* **Required task**: Copy the entries starting with the line that contains "Ground white fabric." and going on through the line that contains "[475,42,568,111]", substituting "peony" for "dahlia" and keeping everything else the same.

* **Data extract**:
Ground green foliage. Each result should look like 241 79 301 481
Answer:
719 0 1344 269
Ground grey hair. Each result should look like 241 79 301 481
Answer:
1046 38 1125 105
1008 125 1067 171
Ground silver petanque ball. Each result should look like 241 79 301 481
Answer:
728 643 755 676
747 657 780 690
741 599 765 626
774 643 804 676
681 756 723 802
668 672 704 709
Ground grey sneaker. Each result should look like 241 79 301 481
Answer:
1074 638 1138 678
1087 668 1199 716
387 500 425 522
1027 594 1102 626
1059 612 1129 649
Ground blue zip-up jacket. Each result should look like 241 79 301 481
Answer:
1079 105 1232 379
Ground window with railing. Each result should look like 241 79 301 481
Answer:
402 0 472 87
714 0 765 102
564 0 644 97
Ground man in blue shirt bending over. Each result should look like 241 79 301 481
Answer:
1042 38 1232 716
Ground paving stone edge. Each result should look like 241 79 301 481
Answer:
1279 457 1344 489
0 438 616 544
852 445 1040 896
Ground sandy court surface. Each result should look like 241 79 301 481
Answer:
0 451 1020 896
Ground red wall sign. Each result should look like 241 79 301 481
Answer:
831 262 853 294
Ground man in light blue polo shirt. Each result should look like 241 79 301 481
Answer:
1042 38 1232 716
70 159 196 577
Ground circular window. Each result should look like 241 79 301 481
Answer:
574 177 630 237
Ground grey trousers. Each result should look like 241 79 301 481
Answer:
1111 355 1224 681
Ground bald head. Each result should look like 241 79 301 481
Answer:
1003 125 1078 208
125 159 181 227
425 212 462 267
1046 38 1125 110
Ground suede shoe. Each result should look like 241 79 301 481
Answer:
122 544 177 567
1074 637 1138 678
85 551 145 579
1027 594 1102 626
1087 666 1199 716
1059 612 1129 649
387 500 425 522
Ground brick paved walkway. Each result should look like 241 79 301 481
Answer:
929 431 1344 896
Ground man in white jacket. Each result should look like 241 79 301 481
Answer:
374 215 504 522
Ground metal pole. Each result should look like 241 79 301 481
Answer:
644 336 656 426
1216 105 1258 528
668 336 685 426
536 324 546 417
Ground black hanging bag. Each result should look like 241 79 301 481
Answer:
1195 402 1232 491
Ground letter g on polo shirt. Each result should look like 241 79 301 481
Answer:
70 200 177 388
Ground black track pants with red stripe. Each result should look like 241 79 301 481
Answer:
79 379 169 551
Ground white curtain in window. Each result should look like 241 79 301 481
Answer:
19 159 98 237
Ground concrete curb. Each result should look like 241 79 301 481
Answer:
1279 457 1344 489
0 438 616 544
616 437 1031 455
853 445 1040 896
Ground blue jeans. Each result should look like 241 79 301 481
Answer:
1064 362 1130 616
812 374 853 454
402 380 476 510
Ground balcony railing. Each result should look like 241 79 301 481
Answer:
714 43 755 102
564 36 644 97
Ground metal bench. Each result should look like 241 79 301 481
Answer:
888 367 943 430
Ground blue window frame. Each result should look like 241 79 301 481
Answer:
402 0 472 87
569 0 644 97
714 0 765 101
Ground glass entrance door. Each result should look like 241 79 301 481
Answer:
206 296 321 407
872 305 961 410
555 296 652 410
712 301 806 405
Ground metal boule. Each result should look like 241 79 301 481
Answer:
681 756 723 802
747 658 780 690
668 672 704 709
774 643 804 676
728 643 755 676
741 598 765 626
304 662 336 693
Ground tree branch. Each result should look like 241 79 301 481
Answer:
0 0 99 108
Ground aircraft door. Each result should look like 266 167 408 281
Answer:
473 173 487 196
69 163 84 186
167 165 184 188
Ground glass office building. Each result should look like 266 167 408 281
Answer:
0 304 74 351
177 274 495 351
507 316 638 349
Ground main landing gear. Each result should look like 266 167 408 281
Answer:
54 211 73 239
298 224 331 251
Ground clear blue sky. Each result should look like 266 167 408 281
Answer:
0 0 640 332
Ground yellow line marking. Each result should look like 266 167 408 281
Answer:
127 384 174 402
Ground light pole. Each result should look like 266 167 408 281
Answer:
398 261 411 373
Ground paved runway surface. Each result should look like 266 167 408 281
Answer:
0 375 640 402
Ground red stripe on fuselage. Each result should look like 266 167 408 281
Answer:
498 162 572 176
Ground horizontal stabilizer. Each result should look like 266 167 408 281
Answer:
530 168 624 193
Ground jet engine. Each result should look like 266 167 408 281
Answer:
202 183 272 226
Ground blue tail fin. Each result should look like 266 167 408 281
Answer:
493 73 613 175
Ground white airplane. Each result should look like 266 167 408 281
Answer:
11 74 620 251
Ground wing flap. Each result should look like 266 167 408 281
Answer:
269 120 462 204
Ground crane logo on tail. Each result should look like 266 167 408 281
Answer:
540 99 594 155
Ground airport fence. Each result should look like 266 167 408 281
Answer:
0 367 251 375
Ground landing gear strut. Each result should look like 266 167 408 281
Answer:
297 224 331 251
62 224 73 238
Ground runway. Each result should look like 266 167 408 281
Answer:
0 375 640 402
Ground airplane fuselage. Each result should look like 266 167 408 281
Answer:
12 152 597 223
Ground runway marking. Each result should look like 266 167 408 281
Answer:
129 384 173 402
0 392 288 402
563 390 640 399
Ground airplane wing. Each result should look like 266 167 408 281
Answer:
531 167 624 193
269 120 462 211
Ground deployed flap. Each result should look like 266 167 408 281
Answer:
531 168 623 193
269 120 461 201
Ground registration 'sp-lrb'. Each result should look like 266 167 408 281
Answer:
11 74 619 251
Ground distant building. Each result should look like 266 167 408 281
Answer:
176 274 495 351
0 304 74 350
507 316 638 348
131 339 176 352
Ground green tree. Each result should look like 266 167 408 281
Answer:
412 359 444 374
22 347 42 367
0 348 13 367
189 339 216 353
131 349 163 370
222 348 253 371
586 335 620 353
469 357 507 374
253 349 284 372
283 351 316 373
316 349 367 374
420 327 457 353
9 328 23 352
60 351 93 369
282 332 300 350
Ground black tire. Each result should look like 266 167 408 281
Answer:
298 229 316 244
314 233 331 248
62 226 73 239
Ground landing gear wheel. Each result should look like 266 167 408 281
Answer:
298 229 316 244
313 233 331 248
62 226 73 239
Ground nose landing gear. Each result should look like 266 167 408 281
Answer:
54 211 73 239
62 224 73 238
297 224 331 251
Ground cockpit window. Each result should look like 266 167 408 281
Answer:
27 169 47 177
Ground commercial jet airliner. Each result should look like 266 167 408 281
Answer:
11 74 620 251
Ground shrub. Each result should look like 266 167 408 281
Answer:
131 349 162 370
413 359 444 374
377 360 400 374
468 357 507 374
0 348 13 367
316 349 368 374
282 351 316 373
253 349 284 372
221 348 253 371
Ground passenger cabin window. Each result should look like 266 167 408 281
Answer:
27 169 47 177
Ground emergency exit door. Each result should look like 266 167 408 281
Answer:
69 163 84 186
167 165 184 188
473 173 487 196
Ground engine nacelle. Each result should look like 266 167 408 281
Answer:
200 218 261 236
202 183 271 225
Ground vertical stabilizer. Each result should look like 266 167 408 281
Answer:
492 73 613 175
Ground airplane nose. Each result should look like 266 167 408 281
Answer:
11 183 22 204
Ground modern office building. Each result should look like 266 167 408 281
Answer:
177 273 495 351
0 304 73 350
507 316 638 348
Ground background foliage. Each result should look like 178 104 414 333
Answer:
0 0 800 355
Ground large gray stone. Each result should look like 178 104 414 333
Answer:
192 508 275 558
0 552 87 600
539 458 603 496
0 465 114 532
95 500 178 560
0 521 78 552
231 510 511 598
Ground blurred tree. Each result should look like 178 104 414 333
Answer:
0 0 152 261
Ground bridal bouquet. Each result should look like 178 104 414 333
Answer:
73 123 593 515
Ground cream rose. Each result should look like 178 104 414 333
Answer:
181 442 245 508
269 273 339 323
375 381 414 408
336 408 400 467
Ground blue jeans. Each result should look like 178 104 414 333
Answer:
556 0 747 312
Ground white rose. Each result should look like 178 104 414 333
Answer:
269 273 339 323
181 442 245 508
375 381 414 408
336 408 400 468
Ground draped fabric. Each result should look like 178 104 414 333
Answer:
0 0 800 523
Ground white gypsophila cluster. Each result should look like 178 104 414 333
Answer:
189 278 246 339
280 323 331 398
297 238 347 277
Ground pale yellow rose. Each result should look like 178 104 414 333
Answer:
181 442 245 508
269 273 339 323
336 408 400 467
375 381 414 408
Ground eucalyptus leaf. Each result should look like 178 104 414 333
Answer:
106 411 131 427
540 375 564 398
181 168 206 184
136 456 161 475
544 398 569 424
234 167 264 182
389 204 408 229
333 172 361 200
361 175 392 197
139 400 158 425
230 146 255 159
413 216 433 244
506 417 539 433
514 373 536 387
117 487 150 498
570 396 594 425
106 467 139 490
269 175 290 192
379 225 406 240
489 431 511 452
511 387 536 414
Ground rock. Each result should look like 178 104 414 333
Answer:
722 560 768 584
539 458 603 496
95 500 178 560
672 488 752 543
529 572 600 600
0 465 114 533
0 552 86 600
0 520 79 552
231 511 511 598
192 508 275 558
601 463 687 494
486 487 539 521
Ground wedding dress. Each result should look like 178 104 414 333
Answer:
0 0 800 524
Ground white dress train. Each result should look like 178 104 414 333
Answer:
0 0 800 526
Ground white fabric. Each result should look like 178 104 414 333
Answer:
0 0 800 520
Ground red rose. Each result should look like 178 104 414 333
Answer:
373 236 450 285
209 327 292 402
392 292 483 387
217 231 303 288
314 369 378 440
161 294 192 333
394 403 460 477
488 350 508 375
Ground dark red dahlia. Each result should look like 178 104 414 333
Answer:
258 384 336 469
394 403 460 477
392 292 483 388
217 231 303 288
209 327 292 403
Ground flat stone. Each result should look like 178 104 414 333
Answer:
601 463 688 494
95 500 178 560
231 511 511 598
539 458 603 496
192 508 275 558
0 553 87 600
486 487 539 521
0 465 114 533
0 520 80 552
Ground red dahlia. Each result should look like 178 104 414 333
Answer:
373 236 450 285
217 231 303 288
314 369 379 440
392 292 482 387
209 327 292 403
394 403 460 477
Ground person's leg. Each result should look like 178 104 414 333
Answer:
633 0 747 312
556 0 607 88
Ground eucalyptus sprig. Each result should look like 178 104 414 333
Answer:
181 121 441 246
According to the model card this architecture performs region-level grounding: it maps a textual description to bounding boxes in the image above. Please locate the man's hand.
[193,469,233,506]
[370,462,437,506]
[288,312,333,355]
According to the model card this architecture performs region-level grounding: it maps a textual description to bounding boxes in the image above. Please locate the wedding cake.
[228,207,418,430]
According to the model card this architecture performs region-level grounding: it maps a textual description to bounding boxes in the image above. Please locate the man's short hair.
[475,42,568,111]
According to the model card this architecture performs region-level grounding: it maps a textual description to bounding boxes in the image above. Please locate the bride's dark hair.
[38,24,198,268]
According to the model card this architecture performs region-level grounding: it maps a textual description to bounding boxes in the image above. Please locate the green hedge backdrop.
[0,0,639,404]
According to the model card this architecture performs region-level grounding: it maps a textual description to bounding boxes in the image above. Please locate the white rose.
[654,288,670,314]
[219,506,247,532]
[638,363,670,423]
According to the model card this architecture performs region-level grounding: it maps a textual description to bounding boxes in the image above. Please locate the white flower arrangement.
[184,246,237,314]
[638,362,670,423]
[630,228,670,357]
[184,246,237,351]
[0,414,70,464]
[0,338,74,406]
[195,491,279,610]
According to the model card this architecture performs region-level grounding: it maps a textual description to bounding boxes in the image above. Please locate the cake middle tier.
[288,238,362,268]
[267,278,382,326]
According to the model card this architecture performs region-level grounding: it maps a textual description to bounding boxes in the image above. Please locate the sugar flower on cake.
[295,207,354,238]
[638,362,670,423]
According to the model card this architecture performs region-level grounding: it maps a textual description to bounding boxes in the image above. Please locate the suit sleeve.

* **Response to this exercise**:
Ground white fabric. Each result should look like 178 104 414 333
Answer:
0 0 800 520
Ground red rose. Each result should look like 178 104 414 333
Answer:
373 236 450 285
209 327 292 402
392 292 483 387
217 231 303 288
314 369 378 440
161 294 192 333
394 403 460 477
488 350 508 375
Ground dark red peony. Each result should look like 178 104 414 333
Answer:
258 384 336 469
394 403 460 477
392 292 483 388
217 231 303 288
209 327 292 403
Ground flat stone. Each result should look like 178 104 414 333
Answer:
601 463 688 494
95 500 178 560
231 511 511 598
539 458 603 496
192 508 275 558
0 553 87 600
486 487 539 521
0 465 114 533
0 520 80 552
Ground red peony. Each result should look like 178 104 414 333
Answer:
373 236 450 285
217 231 303 288
314 369 379 440
392 292 482 387
209 327 292 403
394 403 460 477
Ground person's leg. Each result should look like 178 104 414 333
Answer:
633 0 747 312
556 0 607 88
Ground eucalyptus sprig. Each result should look like 178 104 414 333
Answer:
181 121 441 246
According to the model card this architecture performs region-level grounding: it maps a textual description to bounding boxes in the image above. Please locate the man's hand.
[193,469,233,506]
[370,462,437,506]
[288,312,333,355]
According to the model card this architecture performs region-level grounding: it maps a textual description to bounding boxes in the image above. Please locate the wedding cake.
[228,207,418,430]
According to the model card this architecture performs region-level grounding: it maps a textual description to bounding boxes in the image above. Please locate the man's short hair.
[475,42,568,111]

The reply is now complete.